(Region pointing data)
□ □ □ □ □ □ □

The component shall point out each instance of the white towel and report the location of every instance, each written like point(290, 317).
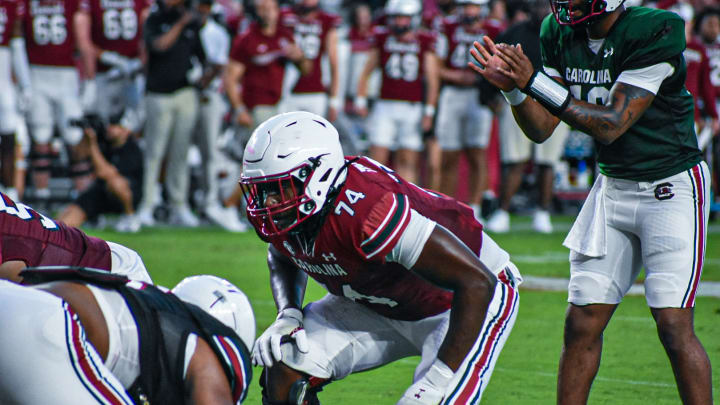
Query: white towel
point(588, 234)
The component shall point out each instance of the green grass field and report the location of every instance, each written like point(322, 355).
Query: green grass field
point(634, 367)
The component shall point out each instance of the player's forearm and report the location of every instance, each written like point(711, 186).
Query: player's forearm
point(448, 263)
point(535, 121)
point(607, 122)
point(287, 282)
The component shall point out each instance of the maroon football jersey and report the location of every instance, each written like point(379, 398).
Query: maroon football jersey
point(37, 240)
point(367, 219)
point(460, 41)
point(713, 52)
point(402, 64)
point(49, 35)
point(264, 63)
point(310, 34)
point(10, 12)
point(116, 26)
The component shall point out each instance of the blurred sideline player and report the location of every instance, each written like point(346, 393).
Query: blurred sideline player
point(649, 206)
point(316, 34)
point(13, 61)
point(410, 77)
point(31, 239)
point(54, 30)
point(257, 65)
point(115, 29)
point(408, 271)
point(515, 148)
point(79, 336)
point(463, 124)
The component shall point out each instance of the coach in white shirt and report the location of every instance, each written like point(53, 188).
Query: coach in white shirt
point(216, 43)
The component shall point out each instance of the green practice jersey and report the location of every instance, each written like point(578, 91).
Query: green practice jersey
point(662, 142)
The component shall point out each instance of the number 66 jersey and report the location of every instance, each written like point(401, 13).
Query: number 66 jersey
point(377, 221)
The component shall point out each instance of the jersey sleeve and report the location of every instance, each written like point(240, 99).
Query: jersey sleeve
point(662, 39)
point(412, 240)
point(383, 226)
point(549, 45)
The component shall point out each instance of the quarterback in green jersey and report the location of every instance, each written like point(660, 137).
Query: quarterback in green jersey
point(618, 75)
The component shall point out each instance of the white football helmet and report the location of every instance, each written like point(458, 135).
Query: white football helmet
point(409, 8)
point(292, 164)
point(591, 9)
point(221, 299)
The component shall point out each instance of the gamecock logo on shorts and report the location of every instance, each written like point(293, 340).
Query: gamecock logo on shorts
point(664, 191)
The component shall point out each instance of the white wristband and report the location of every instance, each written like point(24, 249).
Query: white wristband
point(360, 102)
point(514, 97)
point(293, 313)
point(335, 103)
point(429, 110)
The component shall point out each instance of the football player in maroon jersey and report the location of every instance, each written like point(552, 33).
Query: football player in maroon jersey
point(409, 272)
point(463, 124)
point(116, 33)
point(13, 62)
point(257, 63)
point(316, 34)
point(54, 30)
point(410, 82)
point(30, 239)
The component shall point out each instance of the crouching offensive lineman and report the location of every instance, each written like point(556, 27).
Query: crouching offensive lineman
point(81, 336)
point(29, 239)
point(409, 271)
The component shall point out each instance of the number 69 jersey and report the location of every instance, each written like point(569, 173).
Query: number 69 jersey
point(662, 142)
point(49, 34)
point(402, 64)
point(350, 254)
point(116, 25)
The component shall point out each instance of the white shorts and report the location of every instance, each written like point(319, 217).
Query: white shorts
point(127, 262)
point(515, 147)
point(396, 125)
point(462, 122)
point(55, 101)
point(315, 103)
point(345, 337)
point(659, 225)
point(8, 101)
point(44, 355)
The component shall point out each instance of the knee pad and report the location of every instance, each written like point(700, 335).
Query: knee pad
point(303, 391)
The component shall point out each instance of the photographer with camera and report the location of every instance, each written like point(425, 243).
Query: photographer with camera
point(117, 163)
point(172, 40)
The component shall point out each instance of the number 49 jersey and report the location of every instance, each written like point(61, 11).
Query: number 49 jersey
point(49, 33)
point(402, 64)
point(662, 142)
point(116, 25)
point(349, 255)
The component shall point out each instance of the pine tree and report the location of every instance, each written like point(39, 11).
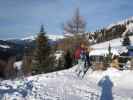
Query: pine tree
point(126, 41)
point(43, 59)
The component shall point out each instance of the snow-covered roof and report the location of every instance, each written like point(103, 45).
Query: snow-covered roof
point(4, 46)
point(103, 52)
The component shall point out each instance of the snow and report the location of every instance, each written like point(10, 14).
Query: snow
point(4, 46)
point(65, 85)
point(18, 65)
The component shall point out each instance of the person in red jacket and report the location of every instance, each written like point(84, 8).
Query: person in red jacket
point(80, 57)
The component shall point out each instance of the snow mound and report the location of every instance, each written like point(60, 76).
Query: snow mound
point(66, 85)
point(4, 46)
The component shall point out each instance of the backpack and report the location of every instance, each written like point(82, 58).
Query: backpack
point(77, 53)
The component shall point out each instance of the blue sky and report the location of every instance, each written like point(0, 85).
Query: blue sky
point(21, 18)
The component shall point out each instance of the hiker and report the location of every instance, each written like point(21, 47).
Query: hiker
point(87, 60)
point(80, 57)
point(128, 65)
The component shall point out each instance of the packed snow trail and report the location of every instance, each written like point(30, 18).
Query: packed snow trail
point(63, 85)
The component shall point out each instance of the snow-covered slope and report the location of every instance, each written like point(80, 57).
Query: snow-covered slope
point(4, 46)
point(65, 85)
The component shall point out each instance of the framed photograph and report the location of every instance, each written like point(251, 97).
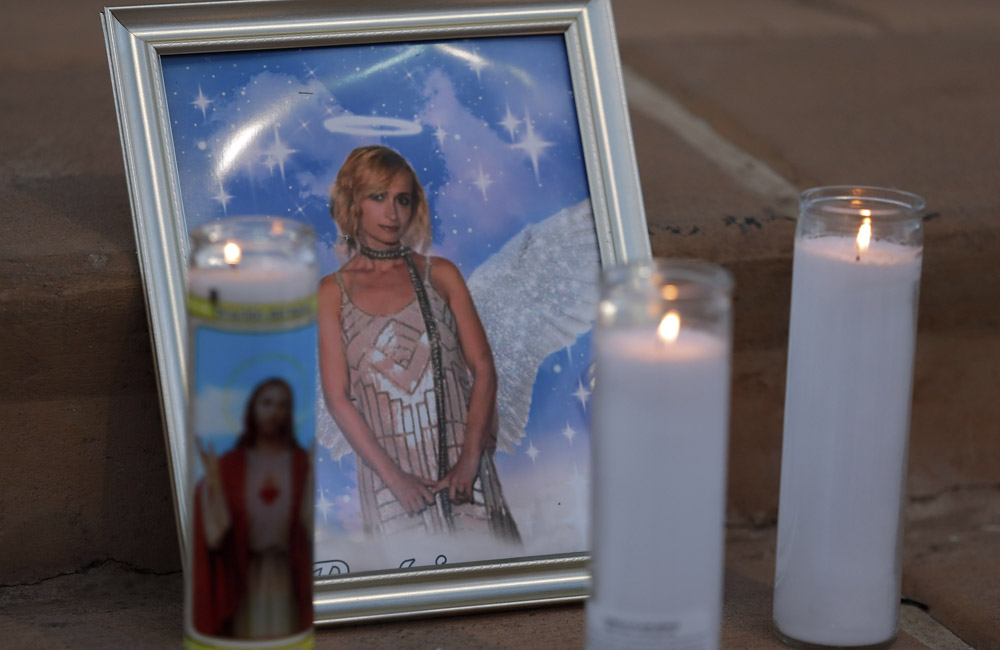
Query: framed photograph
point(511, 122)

□ □ □ □ □ □ □

▸ YOUR INSTRUCTIONS:
Leaving every picture out, output the data exactly as it stands.

▸ EXPECTED ANSWER:
The component shall point out each instance of the white towel and report the location of every instance, each written like point(290, 317).
Query: white towel
point(588, 234)
The component shall point out each instance of the green grass field and report the location of every instance, each written like point(322, 355).
Query: green grass field
point(634, 367)
The component shall point out each instance of the player's forearm and report the location of every instance, each written like point(711, 186).
Query: player's forearm
point(448, 263)
point(535, 121)
point(607, 122)
point(287, 282)
The component shall point out each instance of the maroon football jersey and report the location of every instance, each written like point(379, 398).
Query: maroon football jersey
point(37, 240)
point(367, 219)
point(460, 41)
point(713, 52)
point(402, 64)
point(49, 35)
point(264, 63)
point(310, 34)
point(10, 12)
point(116, 26)
The component shall point out each instance of the blurred sideline player and report the location of every instance, each written like point(346, 393).
Query: blurred sideline player
point(649, 206)
point(316, 34)
point(13, 61)
point(410, 77)
point(31, 239)
point(54, 30)
point(257, 65)
point(115, 29)
point(408, 271)
point(515, 148)
point(79, 336)
point(463, 124)
The component shall point out each instance of the coach in white shirt and report the location of every instance, each written like point(53, 188).
Query: coach in white shirt
point(216, 43)
The component shall point out each instance of the green practice jersey and report the location of every instance, each written like point(578, 91).
Query: green practice jersey
point(662, 142)
The component shall point out each instance of the number 66 jersey and report the location of every instance, each written like point(401, 13).
Query: number 66 jersey
point(377, 221)
The component shall point out each instance of the jersey sleeve and report the location of every instance, each written like point(240, 99).
Query: jersey sleeve
point(662, 39)
point(412, 240)
point(383, 226)
point(549, 45)
The component shall point out each instance of the quarterback in green jersey and report the location of every instance, each written like point(660, 137).
Query: quarterback in green jersey
point(618, 75)
The component shall point out each instance of the white football helmet and report the location of every instance, each written like point(458, 135).
Query: white football helmet
point(409, 8)
point(292, 164)
point(591, 9)
point(221, 299)
The component shall point out each instance of the gamecock logo on shorts and report the location of every instance, each written like point(293, 340).
Query: gamecock logo on shorts
point(664, 191)
The component shall point out each instance of the white wristband and report the location of every instance, each written like point(24, 249).
Query: white wristband
point(360, 102)
point(514, 97)
point(293, 313)
point(335, 103)
point(429, 110)
The component shall point out each instance of the football player in maroon jersey and report the location of every instance, each written like point(552, 33).
Query: football player in maroon jersey
point(409, 272)
point(463, 124)
point(116, 33)
point(13, 62)
point(257, 63)
point(316, 34)
point(54, 30)
point(410, 82)
point(30, 239)
The component shall point out each instance of the crouching offensive lineman and report the location of every instance, each written like point(556, 27).
Query: crouching offensive lineman
point(81, 336)
point(29, 239)
point(409, 271)
The component shall point out each instance of the number 69 jersey and report the location of every instance, each written like point(569, 173).
Query: number 69 jersey
point(662, 142)
point(49, 34)
point(402, 64)
point(350, 254)
point(116, 25)
The component shall point out each instance of the white shorts and report the location of every instance, each written like point(319, 217).
Query: white shorts
point(127, 262)
point(515, 147)
point(396, 125)
point(462, 122)
point(55, 101)
point(315, 103)
point(345, 337)
point(659, 225)
point(8, 101)
point(44, 355)
The component shall point out each instance of the knee pad and report the location of every instance, each written like point(700, 335).
Query: knee pad
point(303, 391)
The component shall point out each instance of the photographer with camera and report the location of every instance, each written like point(425, 243).
Query: photographer with camera
point(117, 163)
point(172, 40)
The component shall point out each instance of the number 49 jersey and report the location of every instance, each written like point(61, 11).
Query: number 49 jersey
point(49, 33)
point(402, 64)
point(662, 142)
point(116, 25)
point(349, 255)
The component shall point out each instance of the pine tree and report the location of every instance, each written like point(39, 11).
Query: pine tree
point(126, 41)
point(43, 59)
The component shall point out each instance of the snow-covered roof and report the location of every instance, each written like point(103, 45).
Query: snow-covered roof
point(4, 46)
point(103, 52)
The component shall point out each instance of the snow and report the location of every instance, each written like point(10, 14).
Query: snow
point(4, 46)
point(65, 85)
point(18, 65)
The component shall point out each instance of the person in red jacket and report the location of every instance, each written like point(84, 8).
Query: person in red jacket
point(80, 57)
The component shall point out each instance of the snow mound and report the location of every instance, each written like point(60, 76).
Query: snow mound
point(66, 85)
point(4, 46)
The component shall point out each instance of the backpack and report the location of every instance, each written like point(82, 58).
Query: backpack
point(77, 53)
The component shall point out each instance of the blue sky and report the location of every instance, each written like point(0, 85).
Query: blue sky
point(21, 18)
The component shall point out each instance of the hiker and report the location of every instance, each written like point(21, 47).
Query: hiker
point(87, 60)
point(80, 57)
point(128, 65)
The component shall point out each instance of the packed snow trail and report the location of every instance, each written like point(30, 18).
Query: packed snow trail
point(63, 85)
The component shall point out each instance of the snow-covered slope and report the location of every instance, each written like point(80, 57).
Query: snow-covered slope
point(4, 46)
point(65, 85)
The component shall point out each instance of the framed photograph and report the location of every instance, each written like point(251, 97).
Query: framed photograph
point(511, 122)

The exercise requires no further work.